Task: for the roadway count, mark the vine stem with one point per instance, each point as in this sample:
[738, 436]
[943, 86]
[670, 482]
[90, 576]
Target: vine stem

● ● ● ●

WHAT TO WORK ON >>
Exactly as given, repeat each line above.

EXERCISE RESULT >>
Task: for the roadway count, mark the vine stem with one point per instance, each point as in this sample:
[738, 436]
[943, 86]
[670, 482]
[90, 576]
Target: vine stem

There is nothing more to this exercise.